▸ **Text excerpt**:
──────

Cuomo balked at the Vice Admiral's request.Pacific Press |
Top Navy admiral begged Melissa DeRosa to fill Comfort Ship during COVID: emails
A US Navy admiral begged the Cuomo administration to send patients to the nearly-empty hospital ship docked on the Hudson River during the height of the pandemic — but his pleas were met with politics and paranoia, The Post has learned.
With city medical facilities packed with critically ill COVID patients in the spring of 2020 — and just days after the infamous edict by Gov. Andrew Cuomo to send COVID patients to nursing homes, which resulted in thousands of deaths — the Trump administration sent the USNS Comfort, a 1,000-bed ship, to relieve hospitals of patients with non-COVID illnesses.
Another federal facility was set up in the Jacob Javits Center in midtown. Both famously sat mostly empty during their time of operation — with city, state and federal officials blaming each other for the issue at the time.
But in a trove of recently unearthed government emails obtained by activist Peter Arbeeny and provided to The Post, a frustrated Vice Admiral Mike Dumont urged the Cuomo administration to act.
“We could use some help from your office,” he wrote in an April 7, 2020 missive to Cuomo’s top aide, Melissa DeRosa. “The Governor asked us to permit use of USNS COMFORT to treat patients without regard to their COVID status and we have done so. Right now we only have 37 patients aboard the ship. Further, we are treating only 83 patients at the Javits Events Center.
“We have been trying for days to get the Health Evacuation Coordination Center (HECC) to transfer more patients to us but with little success. We are told by NYC officials the HECC falls under the State’s Department of Health,” the email continued. “Our greatest concern is two-fold: helping take the strain off local hospitals, and not wasting high-end capabilities the US military has brought to NYC. We appreciate the help.”
Within minutes, DeRosa circulated the admiral’s message to the state’s top COVID officials, including Michael Kopy, director of New York’s emergency management office and city Health Commissioner Howard Zucker. Michael J. Dowling, the private CEO of Northwell Health, the state’s largest health care provider, was also tagged.
Kopy, speaking for the state, became defensive — and blamed The Comfort for overly onerous regulations.
“[HECC] are following criteria established by the comfort for admission to the comfort as well as criteria for the javits,” he wrote.

──────

▸ **Records**:
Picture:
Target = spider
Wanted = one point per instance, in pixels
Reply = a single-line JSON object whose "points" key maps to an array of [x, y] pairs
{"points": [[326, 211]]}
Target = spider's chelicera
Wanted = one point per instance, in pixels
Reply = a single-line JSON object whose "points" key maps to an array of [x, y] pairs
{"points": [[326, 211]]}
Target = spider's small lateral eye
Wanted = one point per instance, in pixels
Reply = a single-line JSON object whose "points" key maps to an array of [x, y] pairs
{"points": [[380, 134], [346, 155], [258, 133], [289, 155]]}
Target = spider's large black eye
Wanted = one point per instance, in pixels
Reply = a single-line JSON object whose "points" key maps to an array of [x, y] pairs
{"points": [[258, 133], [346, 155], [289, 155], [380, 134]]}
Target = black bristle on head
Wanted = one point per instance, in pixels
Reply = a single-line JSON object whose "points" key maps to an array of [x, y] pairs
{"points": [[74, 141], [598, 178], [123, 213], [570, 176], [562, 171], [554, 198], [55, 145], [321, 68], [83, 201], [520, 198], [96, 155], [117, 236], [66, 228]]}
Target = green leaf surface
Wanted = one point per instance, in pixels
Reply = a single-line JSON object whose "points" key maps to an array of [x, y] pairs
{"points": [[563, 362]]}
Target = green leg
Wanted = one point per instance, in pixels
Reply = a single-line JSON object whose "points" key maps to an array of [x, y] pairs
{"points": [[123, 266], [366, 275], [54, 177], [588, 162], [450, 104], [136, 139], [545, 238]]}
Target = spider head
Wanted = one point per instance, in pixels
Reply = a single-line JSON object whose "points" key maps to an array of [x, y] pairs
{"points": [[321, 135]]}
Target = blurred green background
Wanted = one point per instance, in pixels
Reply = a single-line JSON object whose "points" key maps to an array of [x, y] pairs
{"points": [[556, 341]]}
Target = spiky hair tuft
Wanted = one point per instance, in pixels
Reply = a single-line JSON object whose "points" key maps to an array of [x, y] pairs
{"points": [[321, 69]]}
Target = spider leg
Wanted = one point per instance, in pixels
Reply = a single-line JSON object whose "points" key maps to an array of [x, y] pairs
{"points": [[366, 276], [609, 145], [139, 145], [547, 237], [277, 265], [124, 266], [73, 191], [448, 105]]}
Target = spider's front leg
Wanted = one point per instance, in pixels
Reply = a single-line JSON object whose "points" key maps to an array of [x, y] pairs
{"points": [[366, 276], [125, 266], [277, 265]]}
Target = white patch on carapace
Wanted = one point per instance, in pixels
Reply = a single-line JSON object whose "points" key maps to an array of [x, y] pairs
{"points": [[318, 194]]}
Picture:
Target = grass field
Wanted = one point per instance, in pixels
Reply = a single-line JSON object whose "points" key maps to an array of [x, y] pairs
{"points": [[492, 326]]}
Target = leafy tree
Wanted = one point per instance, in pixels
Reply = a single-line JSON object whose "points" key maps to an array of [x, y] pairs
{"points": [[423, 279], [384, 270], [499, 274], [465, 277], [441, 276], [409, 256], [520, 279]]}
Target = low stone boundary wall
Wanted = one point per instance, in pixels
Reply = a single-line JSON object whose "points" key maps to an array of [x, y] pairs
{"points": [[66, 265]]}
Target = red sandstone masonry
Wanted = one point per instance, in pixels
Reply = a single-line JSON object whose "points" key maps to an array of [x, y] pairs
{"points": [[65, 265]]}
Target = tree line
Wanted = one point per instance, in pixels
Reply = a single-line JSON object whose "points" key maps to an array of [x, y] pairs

──────

▸ **Task set**:
a – Print everything in the article on the Comfort hospital ship from "Another federal facility" down to "at the time.".
b – Which people does the article on the Comfort hospital ship name in full? List every one.
c – According to the article on the Comfort hospital ship, why did Vice Admiral Mike Dumont want more patients sent to the ship and the Javits Center?

▸ **Answers to each task**:
a –
Another federal facility was set up in the Jacob Javits Center in midtown. Both famously sat mostly empty during their time of operation — with city, state and federal officials blaming each other for the issue at the time.

b –
Melissa DeRosa
Andrew Cuomo
Peter Arbeeny
Mike Dumont
Michael Kopy
Howard Zucker
Michael J. Dowling

c – He wrote that his greatest concern was two-fold. He wanted to take the strain off local hospitals and to avoid wasting the high-end capabilities the US military had brought to NYC.